Estratto della pagina:
<<<<
I.: Ma lei nel suo libro ha rivelato cose utili ai giudici per il proseguo dell’inchiesta?
P.R.: Sì, perché ovviamente, in seguito al massacro di
Duisburg, la Polizia federale, già prima, seguiva l’attività di certi
clan, soprattutto quelli legati alle vicende di Duisburg, dunque in
quel caso da parte del clan non c’è nessun interesse di suscitare l’attenzione pubblica.
I.: Certo, ma lei ha scritto dei nomi su questo libro che sono stati censurati!
P.R.: Sì.
I.: Il governo italiano dice che è tutto sotto controllo, alcuni addirittura dicono che in Italia la mafia non esiste.
P.R.: Addirittura?
I.: Sì, Beh Dell’Utri l’ha detto diverse volte.
P.R.: Ah sì è vero! Sì, anche in Germania dicono che la
mafia non esiste. E’ divertente questo da sentire perché mi ricorda un
mafioso attivo a Milano negli anni ’60, che dopo essere stato arrestato
disse: “la mafia cos’è? Un tipo di formaggio?” dunque la stessa cosa ora vale per la Germania.
>>>>
Consegna: Come prosegue l'intervista sulla mafia in Germania dopo l'ultima risposta? Scrivine il seguito.

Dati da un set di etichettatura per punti
<<<<
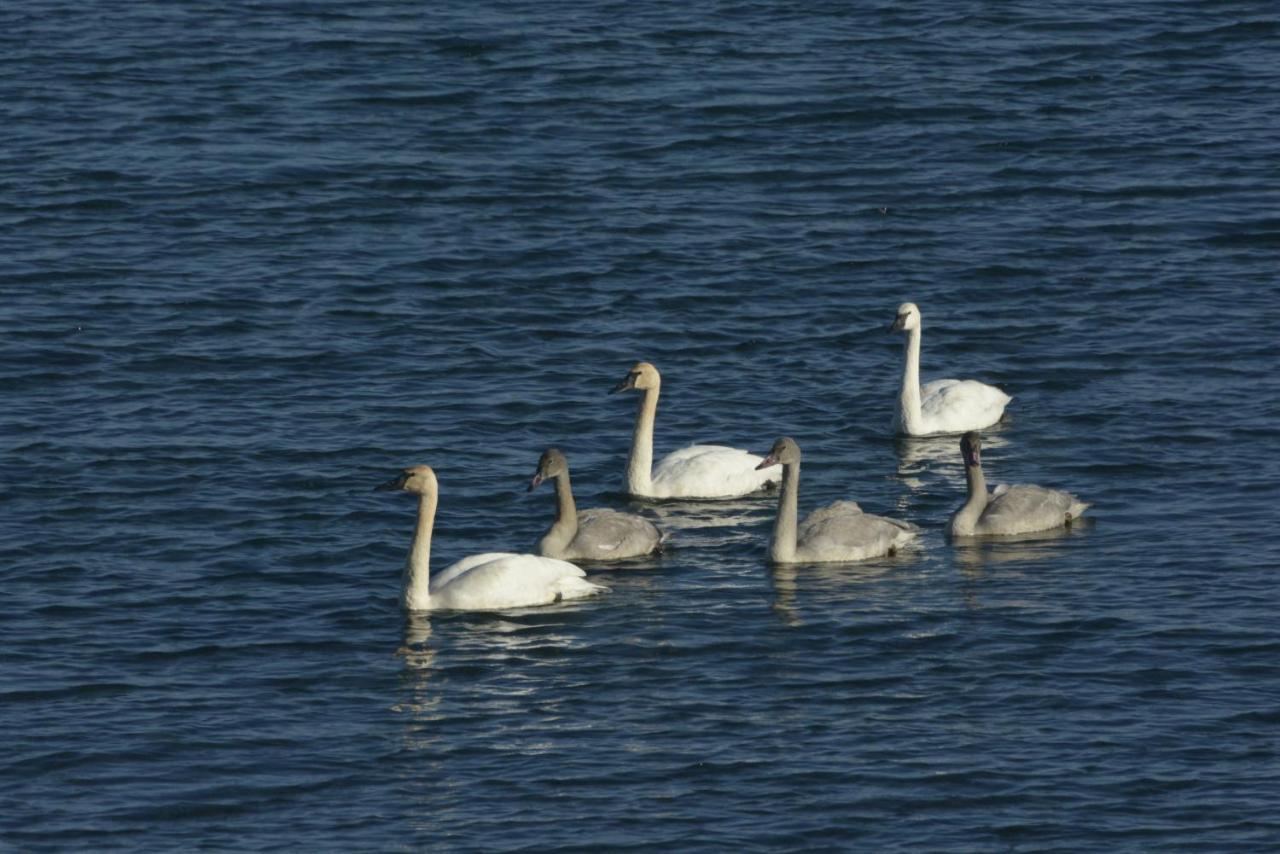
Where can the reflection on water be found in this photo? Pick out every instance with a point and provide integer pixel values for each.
(419, 663)
(707, 523)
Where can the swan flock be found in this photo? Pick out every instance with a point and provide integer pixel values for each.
(836, 533)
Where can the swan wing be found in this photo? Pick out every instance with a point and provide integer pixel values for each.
(711, 471)
(508, 580)
(959, 405)
(842, 531)
(1022, 508)
(455, 570)
(611, 535)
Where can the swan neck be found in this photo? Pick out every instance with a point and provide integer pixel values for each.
(640, 464)
(965, 519)
(565, 526)
(782, 547)
(909, 398)
(415, 587)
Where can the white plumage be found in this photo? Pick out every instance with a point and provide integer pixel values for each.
(942, 405)
(696, 471)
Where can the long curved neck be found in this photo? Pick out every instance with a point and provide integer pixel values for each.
(967, 517)
(640, 464)
(909, 398)
(415, 585)
(782, 547)
(565, 526)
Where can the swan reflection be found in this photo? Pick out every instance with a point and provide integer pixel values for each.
(827, 584)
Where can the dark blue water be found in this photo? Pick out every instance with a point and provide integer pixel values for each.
(257, 256)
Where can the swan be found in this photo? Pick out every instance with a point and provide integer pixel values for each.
(696, 471)
(839, 531)
(488, 581)
(944, 405)
(595, 534)
(1020, 508)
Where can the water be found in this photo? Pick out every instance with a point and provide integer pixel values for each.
(255, 257)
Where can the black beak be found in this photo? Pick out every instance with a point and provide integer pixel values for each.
(397, 483)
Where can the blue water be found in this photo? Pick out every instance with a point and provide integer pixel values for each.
(257, 256)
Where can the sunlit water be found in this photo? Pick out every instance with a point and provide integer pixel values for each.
(256, 257)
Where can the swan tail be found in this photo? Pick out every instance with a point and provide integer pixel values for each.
(574, 587)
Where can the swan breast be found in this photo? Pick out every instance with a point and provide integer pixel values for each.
(960, 405)
(499, 580)
(709, 471)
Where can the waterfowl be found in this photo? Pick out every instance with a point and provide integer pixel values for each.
(839, 531)
(489, 581)
(1020, 508)
(944, 405)
(696, 471)
(597, 534)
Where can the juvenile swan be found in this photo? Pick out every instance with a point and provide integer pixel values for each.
(944, 405)
(839, 531)
(595, 534)
(696, 471)
(1011, 510)
(481, 581)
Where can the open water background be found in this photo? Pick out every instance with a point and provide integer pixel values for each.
(257, 256)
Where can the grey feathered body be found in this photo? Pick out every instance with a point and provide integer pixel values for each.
(609, 535)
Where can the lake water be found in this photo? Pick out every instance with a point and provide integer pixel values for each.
(257, 256)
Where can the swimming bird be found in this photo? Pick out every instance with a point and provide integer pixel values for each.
(696, 471)
(489, 581)
(597, 534)
(1020, 508)
(839, 531)
(944, 405)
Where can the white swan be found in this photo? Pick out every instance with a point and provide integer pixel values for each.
(488, 581)
(1020, 508)
(696, 471)
(839, 531)
(597, 534)
(944, 405)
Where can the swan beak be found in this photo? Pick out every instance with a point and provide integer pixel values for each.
(768, 461)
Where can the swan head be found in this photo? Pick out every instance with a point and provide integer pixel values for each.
(552, 464)
(415, 479)
(908, 318)
(784, 452)
(970, 448)
(641, 375)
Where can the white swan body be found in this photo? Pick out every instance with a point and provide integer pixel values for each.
(942, 405)
(696, 471)
(489, 581)
(836, 533)
(1011, 510)
(597, 534)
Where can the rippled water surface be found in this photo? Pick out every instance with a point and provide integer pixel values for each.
(257, 256)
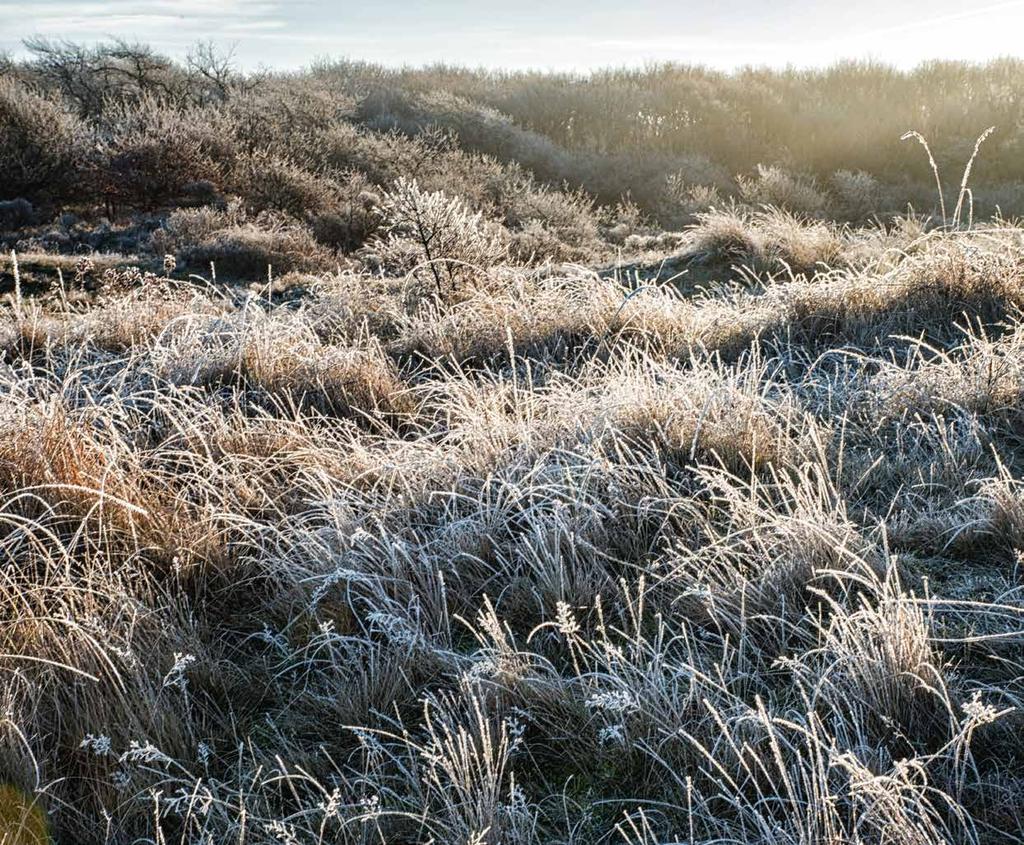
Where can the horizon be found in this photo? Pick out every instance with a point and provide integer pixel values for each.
(582, 37)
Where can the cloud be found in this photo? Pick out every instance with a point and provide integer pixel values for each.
(167, 25)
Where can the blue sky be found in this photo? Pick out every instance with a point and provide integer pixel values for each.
(546, 34)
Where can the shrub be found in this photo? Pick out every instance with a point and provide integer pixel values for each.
(268, 182)
(15, 213)
(43, 146)
(152, 152)
(775, 186)
(857, 194)
(435, 238)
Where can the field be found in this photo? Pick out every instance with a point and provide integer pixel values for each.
(488, 459)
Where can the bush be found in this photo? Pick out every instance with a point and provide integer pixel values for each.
(435, 239)
(152, 152)
(15, 213)
(775, 186)
(237, 245)
(43, 146)
(268, 182)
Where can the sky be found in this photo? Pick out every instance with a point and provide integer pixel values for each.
(561, 35)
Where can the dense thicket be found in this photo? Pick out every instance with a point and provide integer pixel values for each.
(374, 472)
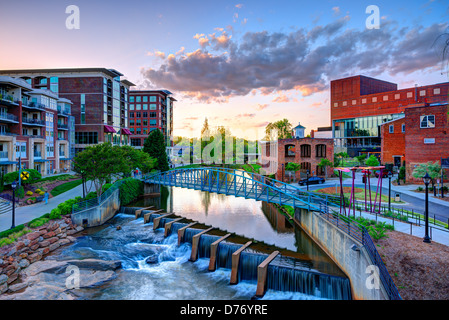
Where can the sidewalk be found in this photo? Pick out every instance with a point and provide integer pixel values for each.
(28, 213)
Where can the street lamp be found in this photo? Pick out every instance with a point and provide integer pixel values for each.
(426, 180)
(13, 186)
(389, 190)
(307, 180)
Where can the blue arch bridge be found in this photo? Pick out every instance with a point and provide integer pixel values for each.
(240, 183)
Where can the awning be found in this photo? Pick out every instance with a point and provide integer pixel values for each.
(4, 163)
(109, 129)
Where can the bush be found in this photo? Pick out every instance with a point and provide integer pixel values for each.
(130, 189)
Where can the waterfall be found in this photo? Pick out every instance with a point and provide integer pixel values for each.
(224, 254)
(204, 245)
(283, 278)
(189, 233)
(248, 265)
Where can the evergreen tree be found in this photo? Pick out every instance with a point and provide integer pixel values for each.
(154, 145)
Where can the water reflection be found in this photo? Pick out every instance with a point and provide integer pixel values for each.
(245, 217)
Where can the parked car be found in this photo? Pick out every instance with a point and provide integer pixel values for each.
(384, 174)
(312, 180)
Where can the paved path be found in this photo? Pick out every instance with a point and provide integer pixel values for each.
(28, 213)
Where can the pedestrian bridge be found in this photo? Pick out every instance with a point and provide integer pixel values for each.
(240, 183)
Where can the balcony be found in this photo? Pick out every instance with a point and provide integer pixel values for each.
(7, 117)
(33, 105)
(62, 126)
(33, 122)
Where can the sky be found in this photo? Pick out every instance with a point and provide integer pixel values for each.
(241, 64)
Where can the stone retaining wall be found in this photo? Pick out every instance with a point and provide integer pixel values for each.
(33, 247)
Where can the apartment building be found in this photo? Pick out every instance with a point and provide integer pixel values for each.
(36, 127)
(99, 98)
(360, 105)
(148, 111)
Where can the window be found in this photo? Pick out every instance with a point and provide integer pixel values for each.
(427, 121)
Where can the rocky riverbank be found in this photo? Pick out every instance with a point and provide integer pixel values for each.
(26, 274)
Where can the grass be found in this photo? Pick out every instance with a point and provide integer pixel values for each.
(65, 187)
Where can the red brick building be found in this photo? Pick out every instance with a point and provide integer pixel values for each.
(307, 152)
(99, 97)
(148, 111)
(421, 136)
(360, 105)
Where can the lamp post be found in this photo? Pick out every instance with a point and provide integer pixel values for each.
(307, 180)
(389, 190)
(426, 180)
(13, 186)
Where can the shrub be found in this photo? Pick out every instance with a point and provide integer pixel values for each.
(130, 189)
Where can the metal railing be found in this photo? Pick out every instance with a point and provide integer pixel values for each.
(94, 202)
(361, 234)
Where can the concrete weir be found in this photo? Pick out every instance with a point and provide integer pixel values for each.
(262, 274)
(157, 220)
(235, 263)
(213, 252)
(195, 241)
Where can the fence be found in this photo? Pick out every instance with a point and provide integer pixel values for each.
(360, 233)
(87, 204)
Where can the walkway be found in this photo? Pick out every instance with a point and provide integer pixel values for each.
(28, 213)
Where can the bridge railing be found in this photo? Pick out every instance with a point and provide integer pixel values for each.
(87, 204)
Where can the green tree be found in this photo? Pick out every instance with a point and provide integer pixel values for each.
(99, 163)
(372, 161)
(324, 163)
(283, 127)
(432, 168)
(154, 145)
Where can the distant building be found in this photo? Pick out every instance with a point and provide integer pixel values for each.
(150, 110)
(360, 105)
(422, 135)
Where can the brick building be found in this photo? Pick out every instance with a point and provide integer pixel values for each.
(422, 135)
(148, 111)
(99, 97)
(360, 105)
(307, 152)
(36, 128)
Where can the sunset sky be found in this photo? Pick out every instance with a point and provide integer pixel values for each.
(240, 64)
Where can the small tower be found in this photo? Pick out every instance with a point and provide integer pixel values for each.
(298, 131)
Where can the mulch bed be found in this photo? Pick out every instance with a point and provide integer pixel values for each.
(418, 269)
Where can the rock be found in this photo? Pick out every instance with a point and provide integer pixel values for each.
(44, 244)
(49, 235)
(24, 263)
(17, 287)
(63, 242)
(3, 279)
(94, 264)
(54, 246)
(35, 257)
(152, 259)
(33, 235)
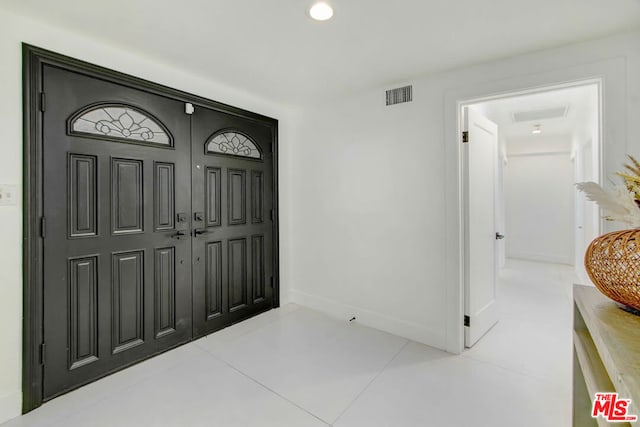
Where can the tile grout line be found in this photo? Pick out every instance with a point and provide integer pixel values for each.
(247, 332)
(265, 386)
(384, 368)
(510, 370)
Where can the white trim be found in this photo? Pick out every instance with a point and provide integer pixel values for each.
(541, 257)
(541, 153)
(406, 329)
(610, 76)
(10, 404)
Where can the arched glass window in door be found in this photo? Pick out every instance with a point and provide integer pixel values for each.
(120, 122)
(233, 143)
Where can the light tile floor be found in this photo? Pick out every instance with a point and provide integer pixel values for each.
(296, 367)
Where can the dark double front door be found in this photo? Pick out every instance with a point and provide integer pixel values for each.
(156, 226)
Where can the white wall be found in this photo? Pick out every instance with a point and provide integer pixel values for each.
(539, 195)
(376, 202)
(13, 31)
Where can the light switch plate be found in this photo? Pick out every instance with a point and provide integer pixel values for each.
(8, 195)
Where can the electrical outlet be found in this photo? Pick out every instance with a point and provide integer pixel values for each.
(8, 195)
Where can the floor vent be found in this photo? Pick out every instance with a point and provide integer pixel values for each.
(400, 95)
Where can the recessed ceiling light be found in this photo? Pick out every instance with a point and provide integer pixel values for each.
(321, 11)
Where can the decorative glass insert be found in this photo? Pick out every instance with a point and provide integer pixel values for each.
(122, 122)
(233, 143)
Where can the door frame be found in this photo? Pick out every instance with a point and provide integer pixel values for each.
(609, 73)
(33, 60)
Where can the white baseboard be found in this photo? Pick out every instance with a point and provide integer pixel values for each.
(532, 256)
(10, 406)
(402, 328)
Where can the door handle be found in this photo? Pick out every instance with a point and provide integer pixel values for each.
(197, 232)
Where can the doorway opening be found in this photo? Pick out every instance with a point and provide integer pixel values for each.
(545, 141)
(539, 225)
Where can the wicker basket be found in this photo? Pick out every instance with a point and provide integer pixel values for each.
(613, 264)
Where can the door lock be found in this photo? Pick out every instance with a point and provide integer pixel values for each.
(197, 232)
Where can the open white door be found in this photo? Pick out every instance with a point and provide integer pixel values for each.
(480, 157)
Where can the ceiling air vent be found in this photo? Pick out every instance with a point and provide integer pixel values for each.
(535, 115)
(400, 95)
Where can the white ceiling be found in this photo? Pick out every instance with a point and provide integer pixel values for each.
(581, 103)
(272, 48)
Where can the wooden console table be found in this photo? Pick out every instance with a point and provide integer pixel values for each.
(606, 354)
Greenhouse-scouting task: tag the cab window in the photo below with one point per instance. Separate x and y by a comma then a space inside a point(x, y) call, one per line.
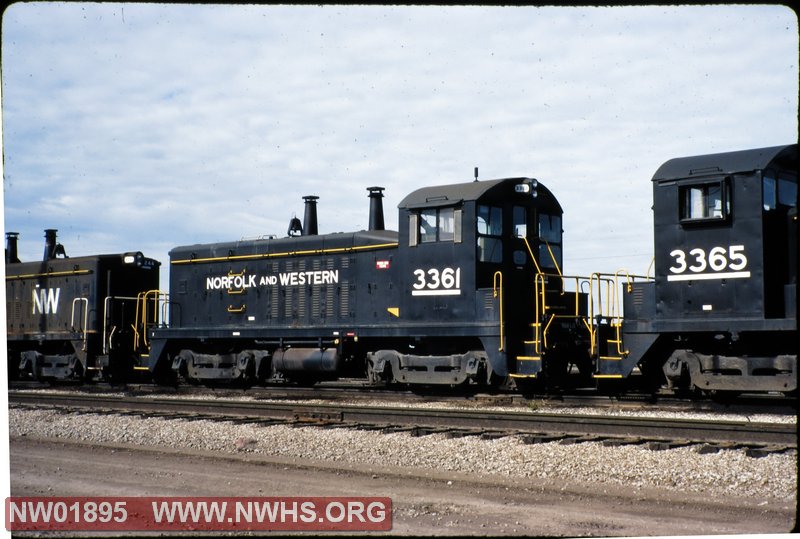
point(706, 201)
point(436, 224)
point(490, 228)
point(780, 189)
point(550, 236)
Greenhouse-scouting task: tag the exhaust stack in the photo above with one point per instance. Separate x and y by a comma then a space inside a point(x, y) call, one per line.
point(12, 253)
point(310, 227)
point(375, 208)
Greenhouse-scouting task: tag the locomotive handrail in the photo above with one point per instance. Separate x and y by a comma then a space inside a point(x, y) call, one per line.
point(494, 294)
point(142, 299)
point(85, 319)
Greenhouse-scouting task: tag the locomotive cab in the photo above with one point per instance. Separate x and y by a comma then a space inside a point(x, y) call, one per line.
point(463, 247)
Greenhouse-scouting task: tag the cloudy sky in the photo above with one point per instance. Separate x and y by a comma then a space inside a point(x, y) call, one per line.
point(146, 126)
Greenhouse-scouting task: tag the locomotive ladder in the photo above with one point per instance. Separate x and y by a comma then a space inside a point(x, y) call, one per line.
point(603, 321)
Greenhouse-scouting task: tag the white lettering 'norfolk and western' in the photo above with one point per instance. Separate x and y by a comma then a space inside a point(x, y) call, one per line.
point(289, 278)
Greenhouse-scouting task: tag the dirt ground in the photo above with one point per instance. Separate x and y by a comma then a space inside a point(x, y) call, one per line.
point(424, 502)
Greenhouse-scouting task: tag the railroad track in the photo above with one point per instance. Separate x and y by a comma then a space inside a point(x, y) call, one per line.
point(658, 433)
point(359, 391)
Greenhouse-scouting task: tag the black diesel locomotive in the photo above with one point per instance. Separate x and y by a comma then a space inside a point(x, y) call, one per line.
point(445, 300)
point(471, 290)
point(79, 318)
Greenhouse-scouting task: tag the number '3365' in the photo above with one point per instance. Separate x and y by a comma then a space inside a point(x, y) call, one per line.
point(718, 259)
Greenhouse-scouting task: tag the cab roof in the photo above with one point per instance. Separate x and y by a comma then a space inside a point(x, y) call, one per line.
point(727, 163)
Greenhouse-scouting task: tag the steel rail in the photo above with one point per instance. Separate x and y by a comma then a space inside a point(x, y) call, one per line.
point(516, 422)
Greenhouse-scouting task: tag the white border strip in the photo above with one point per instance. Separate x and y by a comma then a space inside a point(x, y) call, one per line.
point(709, 276)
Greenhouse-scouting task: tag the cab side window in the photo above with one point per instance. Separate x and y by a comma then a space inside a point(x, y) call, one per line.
point(434, 225)
point(550, 236)
point(705, 201)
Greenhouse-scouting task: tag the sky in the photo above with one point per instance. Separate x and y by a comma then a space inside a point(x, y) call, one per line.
point(147, 126)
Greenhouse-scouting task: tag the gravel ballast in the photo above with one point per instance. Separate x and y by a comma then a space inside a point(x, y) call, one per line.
point(772, 478)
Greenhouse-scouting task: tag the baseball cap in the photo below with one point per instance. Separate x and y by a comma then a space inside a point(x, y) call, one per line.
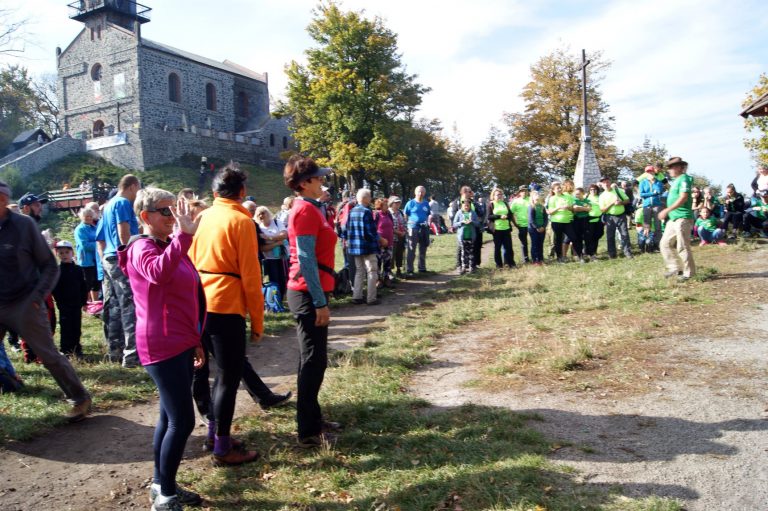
point(29, 198)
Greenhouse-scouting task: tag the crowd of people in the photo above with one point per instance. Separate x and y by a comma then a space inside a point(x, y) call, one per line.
point(175, 279)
>>>>
Risposta:
Siccome per i tedeschi la mafia è una cosa molto folkloristica da film,
del padrino, di romanzi eccetera, loro non possono neanche vagamente
immaginarsi, che il gentile pizzaiolo che saluta, e questo lo so anche
da parte di questi che sono stati uccisi a Duisburg, rinomati per
essere stati dei buoni vicini, molto gentili e disponibili, per un
tedesco è impossibile immaginarsi questo.
E la politica tedesca, a parte il suo coinvolgimento diretto in
particolari casi, per loro riconoscere l’esistenza della mafia in
Germania è un grande problema perché ne creerebbe uno più grande nella
coscienza pubblica, e soprattutto l’unico problema per il governo
tedesco sono gli islamisti, non la mafia.
I.: Ma i nomi che lei ha fatto in questo libro, li ha
scoperti lei tramite indagini sue proprie, oppure com’è riuscita a
raccogliere tutti questi elementi che hanno messo insieme un quadro
così variegato e anche inquietante, della realtà mafiosa in Germania?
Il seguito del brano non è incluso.